■ Short problem ■
Edit the data below, replacing "give x and y for each instance" with "list the x and y coordinates of each instance" everywhere it occurs and keeping everything else the same. Leave the pictures out of your answer.

Position identification data:
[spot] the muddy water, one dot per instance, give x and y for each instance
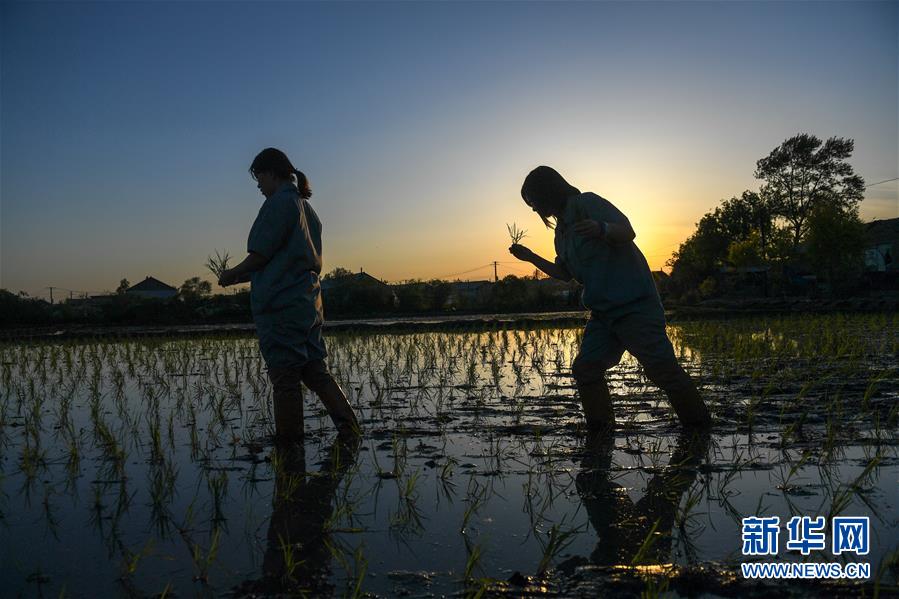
(146, 467)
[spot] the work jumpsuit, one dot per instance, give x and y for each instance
(626, 312)
(285, 297)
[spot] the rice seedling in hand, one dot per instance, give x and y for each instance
(218, 264)
(515, 233)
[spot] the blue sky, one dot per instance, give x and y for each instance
(126, 128)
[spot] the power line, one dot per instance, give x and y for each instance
(884, 181)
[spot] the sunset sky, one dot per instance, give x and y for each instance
(126, 128)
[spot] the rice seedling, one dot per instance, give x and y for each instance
(218, 264)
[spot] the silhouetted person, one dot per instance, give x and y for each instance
(621, 525)
(594, 245)
(283, 267)
(301, 507)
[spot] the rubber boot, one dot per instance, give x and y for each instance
(339, 409)
(287, 401)
(689, 407)
(288, 420)
(597, 404)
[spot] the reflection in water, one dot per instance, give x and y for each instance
(636, 533)
(297, 558)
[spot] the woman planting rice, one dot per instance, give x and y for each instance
(594, 245)
(283, 266)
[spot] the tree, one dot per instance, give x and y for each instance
(802, 174)
(193, 289)
(835, 245)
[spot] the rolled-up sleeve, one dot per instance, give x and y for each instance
(277, 218)
(601, 209)
(562, 266)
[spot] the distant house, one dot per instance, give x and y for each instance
(468, 291)
(152, 288)
(362, 279)
(881, 245)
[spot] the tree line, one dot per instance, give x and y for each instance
(802, 220)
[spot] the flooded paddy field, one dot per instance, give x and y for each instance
(146, 468)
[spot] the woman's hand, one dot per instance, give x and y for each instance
(228, 277)
(521, 252)
(591, 229)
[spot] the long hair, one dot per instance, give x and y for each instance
(273, 160)
(546, 191)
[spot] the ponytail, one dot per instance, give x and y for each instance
(302, 184)
(275, 161)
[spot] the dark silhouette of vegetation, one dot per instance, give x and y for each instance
(803, 220)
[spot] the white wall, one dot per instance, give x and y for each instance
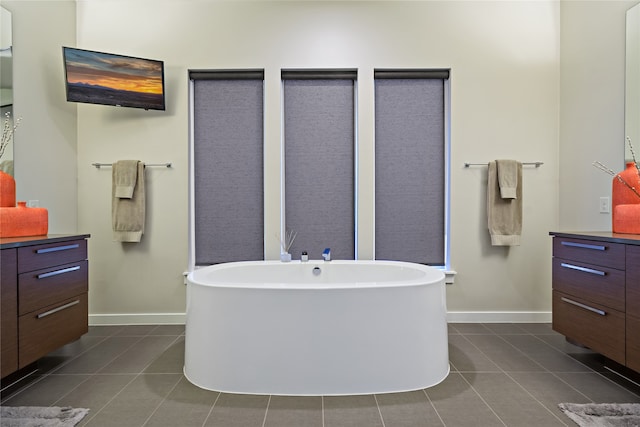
(505, 60)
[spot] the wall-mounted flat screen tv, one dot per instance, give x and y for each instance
(111, 79)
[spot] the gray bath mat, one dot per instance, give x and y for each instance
(32, 416)
(603, 414)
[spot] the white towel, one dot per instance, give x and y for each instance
(128, 213)
(504, 214)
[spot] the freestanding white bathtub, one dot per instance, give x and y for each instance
(351, 327)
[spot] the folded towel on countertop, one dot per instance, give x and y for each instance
(504, 214)
(128, 214)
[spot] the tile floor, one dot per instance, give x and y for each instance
(501, 375)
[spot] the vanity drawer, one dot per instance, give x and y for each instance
(633, 281)
(40, 288)
(633, 343)
(47, 255)
(595, 326)
(51, 327)
(596, 283)
(590, 251)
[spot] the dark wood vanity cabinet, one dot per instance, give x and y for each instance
(596, 293)
(44, 296)
(633, 308)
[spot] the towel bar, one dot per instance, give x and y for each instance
(98, 165)
(536, 164)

■ Solved problem ■
[spot] the muddy water, one dot per instance, list the x and y coordinates of each instance
(146, 467)
[spot] the work jumpsuit, one dot per instance, list the x and y coordinates of each instance
(626, 312)
(285, 297)
[spot] the rice seedling in hand, one dot per instance, list the x and y coordinates of each instance
(218, 264)
(515, 233)
[spot] the blue sky, one dot per instance, list the x and y coordinates of each instance
(126, 128)
[spot] the power line, one dot per instance, list the x and y coordinates of each instance
(884, 181)
[spot] the sunset sky, one dot per instance, list the x and y coordinates of each instance
(126, 128)
[spot] the rice seedling, one dot per instance, list the x and y coordinates of each instance
(218, 264)
[spot] the silhouetted person, one dot per instance, list the x and y coordinates of each instance
(621, 525)
(594, 245)
(283, 267)
(301, 507)
[spot] the rubber boot, one dot per instance, list the x and y coordinates of each instance
(339, 409)
(287, 401)
(689, 407)
(288, 420)
(597, 404)
[spot] the reflection in water, one dot per instance, list the x and y coordinates of each instance
(636, 533)
(297, 558)
[spot] the woman planting rice, one dot per instance, list the x and y coordinates of each instance
(594, 245)
(283, 266)
[spot] the tree, one dot per instance, list the x and y coordinates of each instance
(802, 174)
(193, 289)
(835, 245)
[spot] the rolled-up sleeve, one dot per instance, list the x and y coordinates of each instance
(277, 218)
(601, 209)
(562, 266)
[spot] the distant house, one dot per instance, list the x and y coordinates of each instance
(468, 291)
(152, 288)
(362, 279)
(881, 245)
[spot] the tree line, one dot per instance, list the x and y coordinates of each instance
(802, 220)
[spot] the flooded paddy field, one dot per instance, list the x and y coordinates of each instance
(146, 468)
[spot] the woman's hand, one dot per instance, list the x and y coordinates of each instance
(228, 277)
(521, 252)
(591, 229)
[spot] the long hair, one dot per instance, list the x and y coordinates of each instance
(273, 160)
(546, 191)
[spot] the ponytail, one dot per instance, list the x and y coordinates of each instance
(302, 184)
(275, 161)
[spot] the dark silhouette of vegetation, one dot per instance, list the x and y coordinates of each instance
(803, 220)
[spot] the white wall, one dot per instance, list the x and y coordinates of each instance
(505, 60)
[spot] the wall-mounted flat screen tv, one dot per instance, list the x and y coordinates of each instance
(111, 79)
[spot] the gray bath mat, one dot per instance, list the x and y coordinates of each instance
(32, 416)
(603, 414)
[spot] the white towel, one dot per instance, list the x and y coordinates of each instance
(128, 213)
(504, 214)
[spot] the freestanding white bathtub, one dot per instance, list the x and y coordinates of each instance
(351, 327)
[spot] the folded towel on countertop, one dot per instance, list the x and y coordinates of each instance
(504, 214)
(128, 214)
[spot] the tile floor, one dot per instance, list the x and y coordinates of each instance
(501, 375)
[spot] the vanity drawer, one dot per instance, list the x and y coordinates of each instance
(633, 281)
(40, 288)
(633, 343)
(47, 255)
(595, 326)
(51, 327)
(596, 283)
(590, 251)
[spot] the dark wood vanity cabinet, one dot per instance, list the x and y coordinates of each instance
(596, 293)
(44, 296)
(633, 308)
[spot] the towel bar, one dot per instance, list the x and y coordinates of each instance
(98, 165)
(536, 164)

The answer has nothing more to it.